Provided information Block Start

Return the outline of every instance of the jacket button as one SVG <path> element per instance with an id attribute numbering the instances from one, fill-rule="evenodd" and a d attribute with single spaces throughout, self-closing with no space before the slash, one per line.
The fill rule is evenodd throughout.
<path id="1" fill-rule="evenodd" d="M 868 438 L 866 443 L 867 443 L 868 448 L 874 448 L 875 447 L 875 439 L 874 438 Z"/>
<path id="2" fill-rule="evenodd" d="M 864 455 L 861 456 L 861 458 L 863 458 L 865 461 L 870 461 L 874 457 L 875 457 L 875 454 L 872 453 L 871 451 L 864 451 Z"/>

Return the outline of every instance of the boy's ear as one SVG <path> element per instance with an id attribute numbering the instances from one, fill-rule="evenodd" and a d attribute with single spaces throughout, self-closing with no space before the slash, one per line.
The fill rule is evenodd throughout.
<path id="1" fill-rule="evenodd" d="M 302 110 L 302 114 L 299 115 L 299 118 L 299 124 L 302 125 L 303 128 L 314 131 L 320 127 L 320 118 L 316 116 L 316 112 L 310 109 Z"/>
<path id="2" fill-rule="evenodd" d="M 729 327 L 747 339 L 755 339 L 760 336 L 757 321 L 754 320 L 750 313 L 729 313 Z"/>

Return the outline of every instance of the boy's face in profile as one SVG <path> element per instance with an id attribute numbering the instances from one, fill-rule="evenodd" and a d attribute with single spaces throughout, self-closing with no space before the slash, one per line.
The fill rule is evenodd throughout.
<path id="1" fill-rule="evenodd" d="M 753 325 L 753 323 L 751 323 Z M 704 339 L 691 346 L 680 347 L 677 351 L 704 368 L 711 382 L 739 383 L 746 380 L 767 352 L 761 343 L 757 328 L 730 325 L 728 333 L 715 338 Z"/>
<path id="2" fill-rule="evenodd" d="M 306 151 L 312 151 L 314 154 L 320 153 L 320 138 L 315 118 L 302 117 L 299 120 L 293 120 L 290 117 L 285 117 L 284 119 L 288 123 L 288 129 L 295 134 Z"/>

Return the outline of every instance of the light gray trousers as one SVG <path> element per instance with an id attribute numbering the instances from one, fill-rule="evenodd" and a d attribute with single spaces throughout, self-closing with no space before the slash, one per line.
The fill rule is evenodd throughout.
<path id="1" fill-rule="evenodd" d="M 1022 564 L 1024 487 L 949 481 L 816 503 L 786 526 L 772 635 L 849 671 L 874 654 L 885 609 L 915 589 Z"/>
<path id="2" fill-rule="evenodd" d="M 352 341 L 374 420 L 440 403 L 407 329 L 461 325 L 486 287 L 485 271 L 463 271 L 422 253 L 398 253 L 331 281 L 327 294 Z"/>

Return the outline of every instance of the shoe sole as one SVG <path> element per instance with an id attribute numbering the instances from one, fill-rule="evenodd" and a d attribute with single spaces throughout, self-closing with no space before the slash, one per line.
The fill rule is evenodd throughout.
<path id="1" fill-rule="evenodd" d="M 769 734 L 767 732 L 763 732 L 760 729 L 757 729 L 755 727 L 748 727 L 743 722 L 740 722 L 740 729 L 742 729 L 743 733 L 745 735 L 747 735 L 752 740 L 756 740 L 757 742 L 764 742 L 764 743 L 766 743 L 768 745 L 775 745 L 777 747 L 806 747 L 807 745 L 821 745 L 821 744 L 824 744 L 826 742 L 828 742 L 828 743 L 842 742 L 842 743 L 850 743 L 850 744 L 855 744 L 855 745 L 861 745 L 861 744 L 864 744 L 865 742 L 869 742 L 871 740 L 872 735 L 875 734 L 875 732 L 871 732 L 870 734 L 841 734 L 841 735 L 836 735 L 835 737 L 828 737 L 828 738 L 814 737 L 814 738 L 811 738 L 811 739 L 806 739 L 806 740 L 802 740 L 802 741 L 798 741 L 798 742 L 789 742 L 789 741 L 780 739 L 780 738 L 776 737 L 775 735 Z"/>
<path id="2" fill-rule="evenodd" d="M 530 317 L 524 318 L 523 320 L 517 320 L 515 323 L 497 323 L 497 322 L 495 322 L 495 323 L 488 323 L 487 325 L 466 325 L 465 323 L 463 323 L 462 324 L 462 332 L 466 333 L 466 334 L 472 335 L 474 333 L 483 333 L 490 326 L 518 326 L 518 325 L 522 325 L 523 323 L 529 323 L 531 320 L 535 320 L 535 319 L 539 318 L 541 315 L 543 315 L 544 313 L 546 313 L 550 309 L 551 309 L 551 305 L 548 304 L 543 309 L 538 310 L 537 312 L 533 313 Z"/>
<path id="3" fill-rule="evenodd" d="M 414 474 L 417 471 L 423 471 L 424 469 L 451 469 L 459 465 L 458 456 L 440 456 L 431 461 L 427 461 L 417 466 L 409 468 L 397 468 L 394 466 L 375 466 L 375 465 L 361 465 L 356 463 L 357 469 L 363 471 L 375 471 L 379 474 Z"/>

Provided information Block End
Provided information Block Start

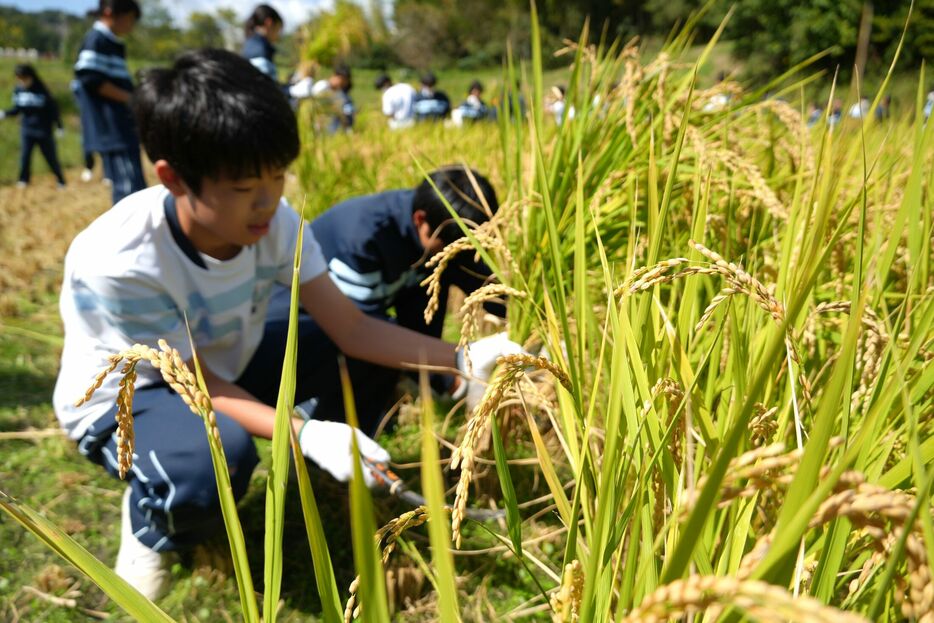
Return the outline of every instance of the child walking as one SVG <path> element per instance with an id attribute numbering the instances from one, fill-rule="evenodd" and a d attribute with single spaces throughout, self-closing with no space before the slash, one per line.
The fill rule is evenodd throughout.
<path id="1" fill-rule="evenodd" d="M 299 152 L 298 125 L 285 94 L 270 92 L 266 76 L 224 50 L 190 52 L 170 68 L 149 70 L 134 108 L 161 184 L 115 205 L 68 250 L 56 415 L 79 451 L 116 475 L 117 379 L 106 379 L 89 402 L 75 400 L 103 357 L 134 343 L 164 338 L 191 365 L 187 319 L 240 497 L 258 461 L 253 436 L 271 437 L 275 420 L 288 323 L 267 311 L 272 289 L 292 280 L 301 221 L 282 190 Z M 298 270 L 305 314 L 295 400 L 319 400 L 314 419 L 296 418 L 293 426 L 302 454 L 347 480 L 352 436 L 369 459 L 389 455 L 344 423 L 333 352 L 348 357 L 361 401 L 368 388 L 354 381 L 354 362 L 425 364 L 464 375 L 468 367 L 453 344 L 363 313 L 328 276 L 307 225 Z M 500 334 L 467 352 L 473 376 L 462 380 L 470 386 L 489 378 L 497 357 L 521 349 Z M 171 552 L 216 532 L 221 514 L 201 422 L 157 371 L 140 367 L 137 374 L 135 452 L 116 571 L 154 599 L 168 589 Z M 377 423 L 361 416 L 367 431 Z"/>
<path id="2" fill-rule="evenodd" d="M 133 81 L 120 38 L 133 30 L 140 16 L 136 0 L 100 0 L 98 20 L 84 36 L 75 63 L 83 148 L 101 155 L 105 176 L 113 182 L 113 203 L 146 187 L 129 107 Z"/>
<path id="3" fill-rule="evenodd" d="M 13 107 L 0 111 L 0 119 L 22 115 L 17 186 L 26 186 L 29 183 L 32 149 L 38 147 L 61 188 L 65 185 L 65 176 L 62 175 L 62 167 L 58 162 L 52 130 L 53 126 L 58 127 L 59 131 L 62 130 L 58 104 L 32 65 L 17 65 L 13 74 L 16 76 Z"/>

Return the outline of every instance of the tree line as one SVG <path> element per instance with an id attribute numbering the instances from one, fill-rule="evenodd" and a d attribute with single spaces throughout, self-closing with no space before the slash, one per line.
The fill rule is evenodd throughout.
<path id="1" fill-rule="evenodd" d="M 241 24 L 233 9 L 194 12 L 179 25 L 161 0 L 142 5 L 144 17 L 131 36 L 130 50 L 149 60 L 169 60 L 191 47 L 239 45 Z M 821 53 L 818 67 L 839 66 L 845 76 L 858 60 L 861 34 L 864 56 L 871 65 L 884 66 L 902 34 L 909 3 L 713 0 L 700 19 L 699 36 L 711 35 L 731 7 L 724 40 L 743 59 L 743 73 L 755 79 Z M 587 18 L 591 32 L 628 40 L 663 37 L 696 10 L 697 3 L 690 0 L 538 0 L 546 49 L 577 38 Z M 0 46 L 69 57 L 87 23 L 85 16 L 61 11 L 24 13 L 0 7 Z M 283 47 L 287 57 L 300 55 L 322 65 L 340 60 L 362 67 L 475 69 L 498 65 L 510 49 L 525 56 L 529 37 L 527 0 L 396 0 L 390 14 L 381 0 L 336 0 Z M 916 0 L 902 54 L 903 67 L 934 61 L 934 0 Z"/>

Provided information Block End

**Work to be completed**
Repeat, word for word, the lines above between the line holding "Return the outline of every instance of the jacket" and the line holding "Return the outline of every instance of the boy's face", inclusive; omit everything else.

**Answer**
Return the outline of every instance of the jacket button as one SVG <path> element per instance with an id attribute numbering the instances from one, fill-rule="evenodd" and a d attribute with single spaces throughout, self-closing with no space before the slash, one per line.
The fill rule is evenodd throughout.
<path id="1" fill-rule="evenodd" d="M 868 438 L 866 443 L 867 443 L 868 448 L 874 448 L 875 447 L 875 439 L 874 438 Z"/>
<path id="2" fill-rule="evenodd" d="M 864 455 L 861 456 L 861 458 L 863 458 L 865 461 L 870 461 L 874 457 L 875 457 L 875 454 L 872 453 L 871 451 L 864 451 Z"/>

Return the outline of every instance of the boy's ear as one SVG <path> element per instance with an id attribute numbering the instances from one, fill-rule="evenodd" and a d attribute with single spaces throughout, self-closing with no space before the slash, one per line.
The fill rule is evenodd throughout.
<path id="1" fill-rule="evenodd" d="M 302 110 L 302 114 L 299 115 L 299 118 L 299 124 L 302 125 L 303 128 L 314 131 L 320 127 L 320 118 L 316 116 L 316 112 L 310 109 Z"/>
<path id="2" fill-rule="evenodd" d="M 729 327 L 747 339 L 755 339 L 760 336 L 757 321 L 754 320 L 750 313 L 729 313 Z"/>

Return the outline of every instance of the boy's face in profile as one SVG <path> element per instance with an id attribute numbering the instances from one, fill-rule="evenodd" and a d attribute with single spaces throughout, self-closing with no space before the slash, one per line.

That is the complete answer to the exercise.